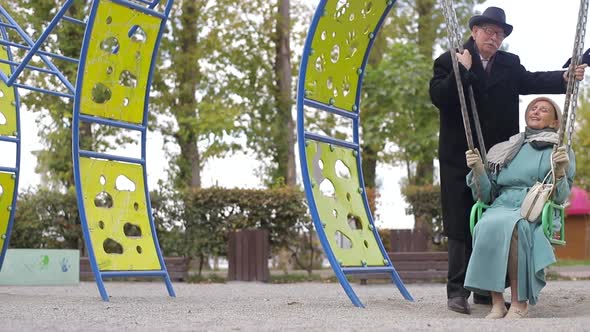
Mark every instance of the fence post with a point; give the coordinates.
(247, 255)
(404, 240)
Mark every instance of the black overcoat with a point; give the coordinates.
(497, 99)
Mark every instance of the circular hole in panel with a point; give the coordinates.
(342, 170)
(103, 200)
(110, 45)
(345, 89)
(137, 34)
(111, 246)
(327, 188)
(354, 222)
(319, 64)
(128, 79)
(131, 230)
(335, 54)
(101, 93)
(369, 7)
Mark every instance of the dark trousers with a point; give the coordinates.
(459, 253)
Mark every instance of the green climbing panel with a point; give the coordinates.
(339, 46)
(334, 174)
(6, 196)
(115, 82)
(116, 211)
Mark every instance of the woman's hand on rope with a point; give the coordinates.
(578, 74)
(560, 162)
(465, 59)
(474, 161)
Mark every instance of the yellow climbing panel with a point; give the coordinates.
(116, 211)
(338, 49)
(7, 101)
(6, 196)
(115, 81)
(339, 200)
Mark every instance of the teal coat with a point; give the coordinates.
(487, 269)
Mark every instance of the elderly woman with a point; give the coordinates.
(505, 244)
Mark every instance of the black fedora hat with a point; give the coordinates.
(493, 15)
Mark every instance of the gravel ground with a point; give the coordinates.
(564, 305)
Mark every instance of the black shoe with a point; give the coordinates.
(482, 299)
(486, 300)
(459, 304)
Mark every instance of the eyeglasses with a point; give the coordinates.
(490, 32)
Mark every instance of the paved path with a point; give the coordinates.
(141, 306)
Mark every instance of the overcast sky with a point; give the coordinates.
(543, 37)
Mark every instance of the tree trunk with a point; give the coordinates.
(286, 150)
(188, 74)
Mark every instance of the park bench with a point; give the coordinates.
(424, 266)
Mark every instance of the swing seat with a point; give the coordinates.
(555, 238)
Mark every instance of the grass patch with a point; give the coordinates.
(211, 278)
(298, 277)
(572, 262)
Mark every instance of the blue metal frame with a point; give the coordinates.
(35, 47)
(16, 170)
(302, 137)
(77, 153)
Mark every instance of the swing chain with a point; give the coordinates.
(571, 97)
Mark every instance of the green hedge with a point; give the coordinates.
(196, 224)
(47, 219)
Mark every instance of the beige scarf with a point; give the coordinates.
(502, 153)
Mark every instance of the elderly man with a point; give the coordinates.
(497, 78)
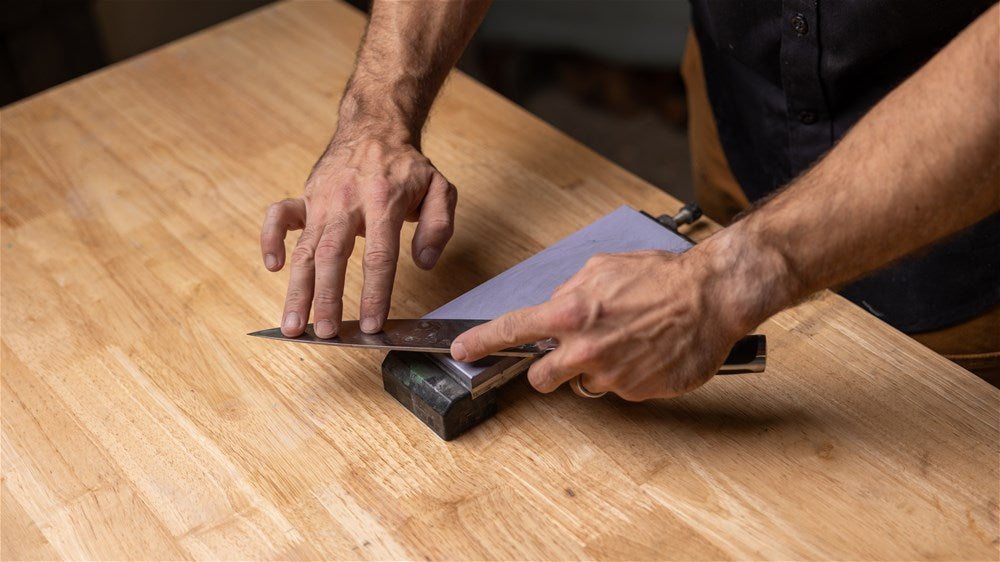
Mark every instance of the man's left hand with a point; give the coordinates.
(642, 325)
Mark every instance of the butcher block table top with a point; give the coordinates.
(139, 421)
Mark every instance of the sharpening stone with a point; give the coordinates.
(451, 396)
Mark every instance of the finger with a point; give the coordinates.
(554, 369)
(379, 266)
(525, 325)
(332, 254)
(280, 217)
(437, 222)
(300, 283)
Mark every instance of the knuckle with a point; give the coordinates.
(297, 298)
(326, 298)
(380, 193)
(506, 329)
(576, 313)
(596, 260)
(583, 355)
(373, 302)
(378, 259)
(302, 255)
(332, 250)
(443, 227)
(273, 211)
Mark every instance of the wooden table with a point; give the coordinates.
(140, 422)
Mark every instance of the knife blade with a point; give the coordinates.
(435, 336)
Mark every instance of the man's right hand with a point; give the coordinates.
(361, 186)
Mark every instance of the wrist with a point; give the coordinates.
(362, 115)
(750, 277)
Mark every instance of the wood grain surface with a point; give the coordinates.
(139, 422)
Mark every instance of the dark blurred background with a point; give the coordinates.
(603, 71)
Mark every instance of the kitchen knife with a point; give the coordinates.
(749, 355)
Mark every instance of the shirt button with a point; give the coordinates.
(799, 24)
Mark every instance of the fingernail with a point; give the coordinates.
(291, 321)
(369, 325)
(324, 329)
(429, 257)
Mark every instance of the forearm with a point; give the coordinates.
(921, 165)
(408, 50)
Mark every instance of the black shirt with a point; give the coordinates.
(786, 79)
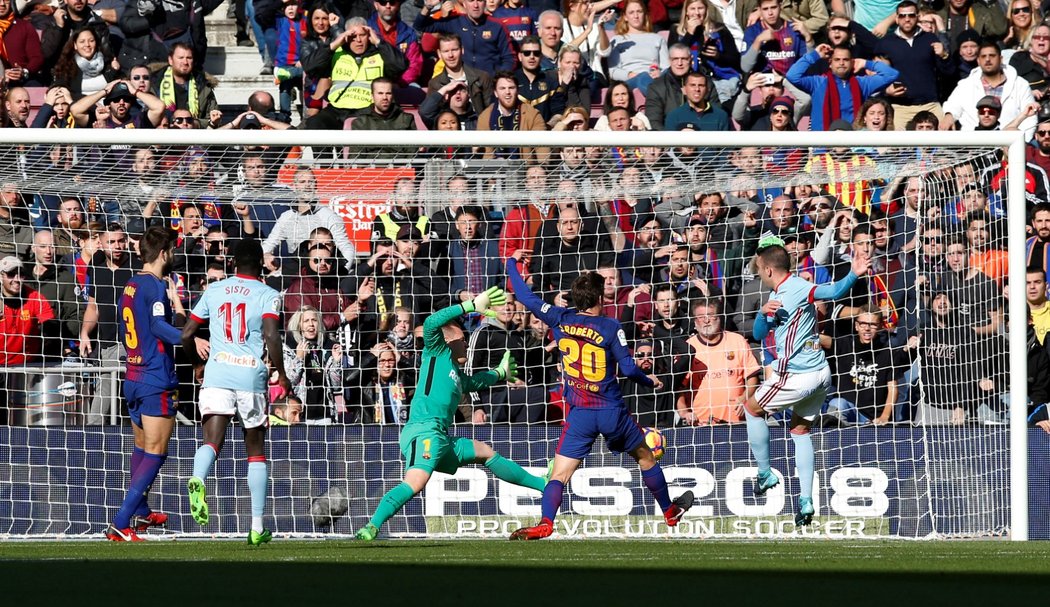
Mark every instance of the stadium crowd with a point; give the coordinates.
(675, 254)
....
• _Exercise_: Arrange the lines of the items above as a Markdown table with the columns "Row" and "Line", starting with the line containing "Mark every instance of the wrist" and continuing through the end of the items. Omit blank lines and the pictures.

• _Output for this exercise_:
| Row | Line |
|---|---|
| 1 | Mark every instance of the wrist with a point; give the coordinates. |
| 2 | (362, 115) |
| 3 | (750, 277) |
| 4 | Mark every instance of the wood grain surface with a point; give the coordinates. |
| 5 | (139, 422) |
| 6 | Mark every instance of the dark blurred background with a point; give the coordinates. |
| 7 | (603, 71) |
| 8 | Mark every instance of the kitchen knife with a point; give the coordinates. |
| 9 | (749, 355) |
| 10 | Mark every instance of the shirt button with a point; give the coordinates. |
| 11 | (799, 24) |
| 12 | Mark every instance of the fingernail with a point; give the coordinates. |
| 13 | (291, 321) |
| 14 | (369, 325) |
| 15 | (324, 329) |
| 16 | (429, 257) |
| 17 | Mark every instance of the forearm with a point; give the coordinates. |
| 18 | (921, 165) |
| 19 | (408, 50) |
| 20 | Mark every instance of the black shirt with a point; give the coordinates. |
| 21 | (786, 79) |
| 22 | Mark every instance of the stadium crowd with a point; give the coordinates. |
| 23 | (675, 254) |